- WRITTEN REQUEST -
In the forum thread about stocking a 20 gallon tank, how many cherry barbs does one reply say they need to be kept with?

- DOCUMENT PASSAGE -
↓

# 20 Gallon Stocking?



## Zooman77 (Mar 30, 2012)

Hello I have 2 twenty gallon tanks and want to stock one. In this aquarium fish book it gives a list of fish to stock in a 15 gallon aquarium. It shows a picture of a 15 gallon and then in a box says "Suitable Fish" and then the following.

Threadfin Rainbow Fish X 6
Honey Gourami X 2
Cherry Barb X 3
Clown Rasbora X 4
Pygmy Corydoras X 6
Clown Plec X 1
Japonica/algae Shrimp X 4
Siamese Fighting fish X 1

Would all of these really fit in a 15 gallon like they say? Would they fit in a 20 gallon like I have? Are they compatible and have the same water parameter needs? If they dont fit which of these could I have? Also if you can make another list of suitable fish for a 20 gallon. I just didnt think this would work since it doesnt follow the 1 inch per gallon rule.


----------



## Quantum (Jul 23, 2011)

the one inch rule is just a rough guide at best, there is so much more involved in finding compatible fish, including: fish temperment, behavior, adult size, and numbers requirements ; water chemistry; envrionmental conditons such as temp, current level/water flow.

the clown rasbora - assuming _Rasbora kalochroma_ - gets to be around 4", so based on size alone, this wouldn't be a good choice

the cherry barbs would really need to be in a group of six or more

the fighting fish can be quite aggressive and is better suited as a single fish in its own tank


----------



## thekoimaiden (Oct 19, 2011)

Another point is that the Siamese fighting fish (Betta splendens) shouldn't be kept with other gourami like the honey gourami. I personally don't think this stocking plan is a good idea. That many species in such a small tank isn't going to look that good. Smaller tanks look better with just a few species. If I remember correctly there was a thread floating around that detailed good fish for smaller tanks (20 gal and under). Maybe you should check that out and see what tickles your fancy. Oh and you can click on a shaded fish name for our profile on it that will give you comparability and water parameter information. Last but not least, welcome to the forum!


----------



## Byron (Mar 7, 2009)

Welcome to Tropical Fish Keeping forum.:-D

Like previous members have said, that stocking is not a good mix for several reasons.

↑

- SUPPLIED INFORMATION -

↓

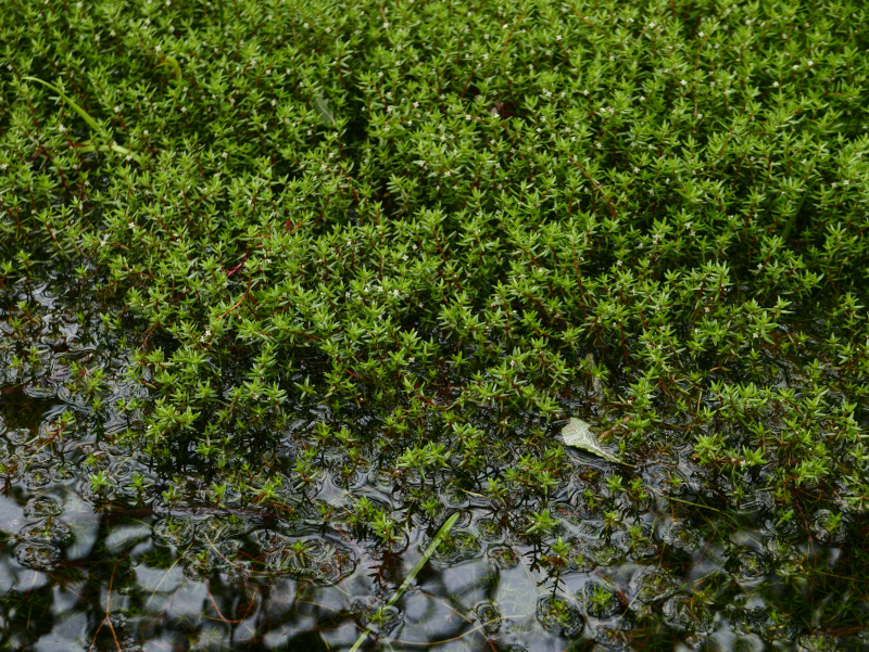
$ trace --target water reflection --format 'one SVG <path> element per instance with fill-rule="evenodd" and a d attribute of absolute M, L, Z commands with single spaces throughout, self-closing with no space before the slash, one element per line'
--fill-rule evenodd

↑
↓

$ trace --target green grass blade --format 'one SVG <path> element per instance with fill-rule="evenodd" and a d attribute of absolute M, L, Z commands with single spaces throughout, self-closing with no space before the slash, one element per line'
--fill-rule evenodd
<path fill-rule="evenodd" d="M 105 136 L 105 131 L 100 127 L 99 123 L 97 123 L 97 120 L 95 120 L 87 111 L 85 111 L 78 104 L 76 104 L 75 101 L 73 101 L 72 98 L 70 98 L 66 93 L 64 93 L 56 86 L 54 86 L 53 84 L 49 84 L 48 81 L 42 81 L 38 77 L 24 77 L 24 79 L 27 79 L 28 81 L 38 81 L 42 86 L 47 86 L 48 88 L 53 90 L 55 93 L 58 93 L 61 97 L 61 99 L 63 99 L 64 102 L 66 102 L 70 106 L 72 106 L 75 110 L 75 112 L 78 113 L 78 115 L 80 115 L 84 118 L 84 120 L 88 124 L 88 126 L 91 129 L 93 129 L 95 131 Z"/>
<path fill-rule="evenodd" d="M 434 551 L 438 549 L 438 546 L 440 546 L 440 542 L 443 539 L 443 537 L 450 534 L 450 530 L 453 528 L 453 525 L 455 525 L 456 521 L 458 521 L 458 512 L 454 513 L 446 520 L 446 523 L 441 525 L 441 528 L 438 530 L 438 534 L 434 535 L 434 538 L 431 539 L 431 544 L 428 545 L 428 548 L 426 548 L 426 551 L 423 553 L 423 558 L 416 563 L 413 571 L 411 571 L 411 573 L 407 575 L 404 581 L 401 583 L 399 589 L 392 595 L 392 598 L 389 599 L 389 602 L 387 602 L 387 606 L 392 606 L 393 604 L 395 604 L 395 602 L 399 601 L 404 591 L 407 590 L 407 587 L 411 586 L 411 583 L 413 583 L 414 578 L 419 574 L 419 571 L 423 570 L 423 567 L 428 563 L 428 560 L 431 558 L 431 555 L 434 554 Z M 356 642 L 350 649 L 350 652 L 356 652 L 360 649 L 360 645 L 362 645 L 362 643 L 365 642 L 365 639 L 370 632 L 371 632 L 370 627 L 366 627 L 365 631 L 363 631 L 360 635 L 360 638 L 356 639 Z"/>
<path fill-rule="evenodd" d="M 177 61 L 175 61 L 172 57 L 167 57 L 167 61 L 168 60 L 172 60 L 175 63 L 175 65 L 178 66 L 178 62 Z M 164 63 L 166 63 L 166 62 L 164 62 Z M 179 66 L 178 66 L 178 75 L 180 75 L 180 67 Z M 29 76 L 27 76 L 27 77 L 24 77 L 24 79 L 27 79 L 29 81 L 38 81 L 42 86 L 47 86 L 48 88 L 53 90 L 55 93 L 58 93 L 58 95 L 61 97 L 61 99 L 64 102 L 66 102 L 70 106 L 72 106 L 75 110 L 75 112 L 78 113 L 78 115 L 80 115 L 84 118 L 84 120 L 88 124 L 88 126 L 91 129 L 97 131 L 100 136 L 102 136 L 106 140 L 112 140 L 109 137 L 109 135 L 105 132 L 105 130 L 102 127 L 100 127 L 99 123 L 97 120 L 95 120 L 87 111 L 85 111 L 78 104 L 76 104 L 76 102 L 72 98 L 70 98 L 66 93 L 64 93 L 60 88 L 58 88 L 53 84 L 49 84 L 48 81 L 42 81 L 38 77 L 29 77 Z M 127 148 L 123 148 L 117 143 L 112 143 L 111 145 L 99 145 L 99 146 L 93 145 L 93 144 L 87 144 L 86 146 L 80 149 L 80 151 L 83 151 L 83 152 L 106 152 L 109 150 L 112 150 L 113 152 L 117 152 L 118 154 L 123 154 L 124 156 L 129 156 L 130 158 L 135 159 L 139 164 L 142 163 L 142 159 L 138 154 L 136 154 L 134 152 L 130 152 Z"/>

↑

- ANSWER FOR THE TASK -
A group of six or more.